**BRIEF**
Quote the data below in full, minus the images.

**MATERIALS PROVIDED**
-=-=-

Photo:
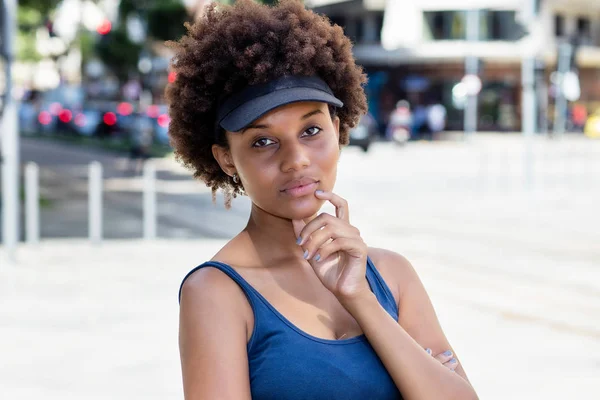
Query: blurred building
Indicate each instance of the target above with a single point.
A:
(430, 46)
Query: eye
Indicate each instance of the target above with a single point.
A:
(262, 142)
(312, 131)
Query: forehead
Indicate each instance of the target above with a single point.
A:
(292, 111)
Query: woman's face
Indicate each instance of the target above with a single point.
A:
(284, 156)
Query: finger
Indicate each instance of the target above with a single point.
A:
(444, 357)
(452, 364)
(351, 246)
(298, 225)
(325, 235)
(341, 205)
(314, 225)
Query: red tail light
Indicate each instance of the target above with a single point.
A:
(124, 108)
(110, 118)
(163, 120)
(65, 116)
(80, 120)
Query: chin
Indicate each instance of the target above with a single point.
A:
(300, 208)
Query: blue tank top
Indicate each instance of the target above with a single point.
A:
(286, 363)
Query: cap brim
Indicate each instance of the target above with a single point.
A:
(250, 111)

-=-=-

**EXERCISE RESPONSE**
Photo:
Query: blurred building
Indicate each instance of the target above with a single point.
A:
(430, 46)
Query: eye
Indicate each instance of the target above with a single point.
A:
(262, 142)
(312, 131)
Query: forehead
Indicate each instance of the target above with a single point.
A:
(292, 111)
Query: woman's face
Indicate each instance of the target above with a single point.
A:
(284, 156)
Query: finger
Indicate each instance of the target above with a single point.
A:
(444, 357)
(452, 364)
(351, 246)
(298, 225)
(325, 235)
(341, 205)
(314, 225)
Query: red tail light
Indicate each instance of the target above with a single point.
A:
(124, 108)
(110, 118)
(163, 120)
(65, 116)
(80, 120)
Query: chin
Indicate each instance of the target above with a single point.
A:
(300, 208)
Query: blue tank top
Indicate each instance of the target above with a single point.
A:
(286, 363)
Query: cap brim
Indicate each instance of the target above with a single point.
A:
(250, 111)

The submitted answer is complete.